AIM:
Rewrite every one of the rows below, changing "laid out like" to "formatted as" wherever it occurs and leaving everything else as it is.

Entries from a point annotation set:
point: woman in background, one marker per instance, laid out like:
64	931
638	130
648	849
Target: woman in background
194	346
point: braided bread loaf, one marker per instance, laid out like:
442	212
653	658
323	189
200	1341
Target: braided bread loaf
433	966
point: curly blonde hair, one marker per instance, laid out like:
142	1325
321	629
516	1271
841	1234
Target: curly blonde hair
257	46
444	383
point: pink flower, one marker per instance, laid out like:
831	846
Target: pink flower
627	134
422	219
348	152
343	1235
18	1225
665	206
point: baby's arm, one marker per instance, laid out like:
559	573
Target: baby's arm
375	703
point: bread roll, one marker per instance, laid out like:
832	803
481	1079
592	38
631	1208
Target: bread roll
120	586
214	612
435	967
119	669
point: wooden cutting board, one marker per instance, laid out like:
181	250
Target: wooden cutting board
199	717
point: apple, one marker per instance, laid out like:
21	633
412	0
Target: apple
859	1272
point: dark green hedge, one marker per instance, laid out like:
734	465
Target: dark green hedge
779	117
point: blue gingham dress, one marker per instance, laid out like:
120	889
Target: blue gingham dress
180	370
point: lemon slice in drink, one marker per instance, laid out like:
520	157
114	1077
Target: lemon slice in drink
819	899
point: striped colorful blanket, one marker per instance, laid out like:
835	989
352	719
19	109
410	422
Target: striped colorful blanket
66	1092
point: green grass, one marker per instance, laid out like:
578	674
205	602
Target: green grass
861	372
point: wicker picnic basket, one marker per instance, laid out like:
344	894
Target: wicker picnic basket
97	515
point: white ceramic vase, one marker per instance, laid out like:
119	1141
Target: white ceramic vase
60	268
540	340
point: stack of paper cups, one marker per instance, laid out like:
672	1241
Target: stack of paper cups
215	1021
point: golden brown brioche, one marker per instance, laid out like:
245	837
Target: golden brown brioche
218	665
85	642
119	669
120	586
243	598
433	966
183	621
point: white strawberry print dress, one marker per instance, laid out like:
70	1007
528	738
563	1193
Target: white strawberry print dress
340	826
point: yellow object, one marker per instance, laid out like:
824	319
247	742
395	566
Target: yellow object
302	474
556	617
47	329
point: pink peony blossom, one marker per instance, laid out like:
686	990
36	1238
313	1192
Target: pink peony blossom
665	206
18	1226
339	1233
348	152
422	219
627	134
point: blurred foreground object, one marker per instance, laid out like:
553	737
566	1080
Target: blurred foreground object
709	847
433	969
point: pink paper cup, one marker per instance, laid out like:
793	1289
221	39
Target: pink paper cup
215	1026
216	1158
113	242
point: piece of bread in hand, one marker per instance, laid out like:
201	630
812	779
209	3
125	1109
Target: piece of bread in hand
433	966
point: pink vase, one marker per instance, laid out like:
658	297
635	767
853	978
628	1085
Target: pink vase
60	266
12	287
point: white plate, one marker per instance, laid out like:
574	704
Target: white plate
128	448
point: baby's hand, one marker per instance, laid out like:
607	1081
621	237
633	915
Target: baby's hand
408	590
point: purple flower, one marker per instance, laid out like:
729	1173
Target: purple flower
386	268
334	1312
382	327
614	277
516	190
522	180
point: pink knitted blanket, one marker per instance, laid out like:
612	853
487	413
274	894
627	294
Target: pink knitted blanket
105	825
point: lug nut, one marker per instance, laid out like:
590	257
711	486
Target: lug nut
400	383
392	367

CORRECT ANSWER:
point: woman in background, one marker per instance, formatted as:
64	931
638	130
648	849
Target: woman in background
194	346
point: braided bread loaf, one marker per instance, formatted as:
442	212
653	658
323	189
200	1341
Target: braided bread loaf
433	966
point: curly blonde hair, one marker per instance, formatted as:
142	1325
321	629
516	1271
841	1234
Target: curly blonde hair
257	46
444	383
point: pink flower, one marker per instance, formatted as:
831	846
Target: pink flower
627	134
422	219
348	152
343	1235
18	1225
665	206
point: baby's arm, one marker per instance, formatted as:
559	573
Target: baby's arm
375	703
point: bread roll, one marker per instance, formatted as:
832	803
481	1079
592	38
631	1208
Target: bread roll
120	586
214	612
435	967
119	669
point: wooden cutting board, one marker per instance, formatted as:
181	250
Target: wooden cutting board
199	717
point: apple, one marker per instance, formatted as:
21	633
412	0
Target: apple
859	1272
point: dark green hedge, one marker per instance, formatted as:
734	465
Target: dark green hedge
779	117
point: blue gingham dress, one marker per instance, formatted as:
120	889
Target: blue gingham dress
180	370
point: lemon slice in drink, one marker per instance, formatted as:
520	157
114	1077
Target: lemon slice in drink
819	899
point: striped colorful blanket, one marker per instance, formatted as:
835	989
352	719
19	109
410	422
Target: striped colorful blanket
66	1092
point: green grass, one marker per instance, formatted as:
578	674
205	602
Target: green grass
861	372
point: wicker picnic basket, one marker per instance, formatted as:
344	894
Target: wicker picnic basket
97	515
point: white ceramic vase, one marker per instance, formatted as:
119	1141
Target: white ceramic vase
60	268
540	340
point: stack of paper cups, one marker per instance, formatted as:
672	1241
Target: stack of paper cups
215	1021
point: golden brown brioche, one marker per instance, formatted as:
245	837
Target: golden brown brioche
218	665
85	642
119	669
120	586
243	598
433	966
183	621
point: white strawberry print dress, one marker per instance, formatted as:
70	1007
528	738
563	1193
Target: white strawberry print dress
340	826
point: yellow object, one marker per instance, formatted as:
824	319
247	742
395	566
Target: yellow object
302	474
556	617
47	329
point: pink peony blossom, one marker per instance, formatted as:
686	990
36	1238
313	1192
Target: pink peony blossom
665	206
18	1226
339	1233
348	152
422	219
627	134
point: blurred foreground object, one marker per instance, formatted as:
553	737
566	1080
Target: blurred foreground object
709	847
433	969
point: pink paper cup, one marker per instance, formatted as:
793	1289
221	39
Target: pink paper cup
215	1026
216	1158
113	242
point: piece of bread in hand, one marker per instance, formatted as:
201	630
812	779
209	3
125	1109
Target: piece of bread in hand
433	966
point: pink vase, one marker per instance, formatted as:
658	297
635	767
853	978
628	1085
Target: pink vase
60	266
12	287
point: white plate, one marker per instance, formatted as:
574	704
Target: white plate
128	448
point: baby's hand, one marker per instance, formatted as:
607	1081
621	237
633	915
Target: baby's hand
408	590
point: purple flower, one marker per instance, formatted as:
729	1173
Target: purple flower
386	268
334	1312
382	327
614	277
516	190
522	180
point: pink knitted blanket, one marker per instance, formatted as:
612	853
487	413
274	894
627	294
Target: pink knitted blanket
105	825
point: lug nut, one marker per instance, formatted as:
590	257
711	486
Target: lug nut
400	383
392	367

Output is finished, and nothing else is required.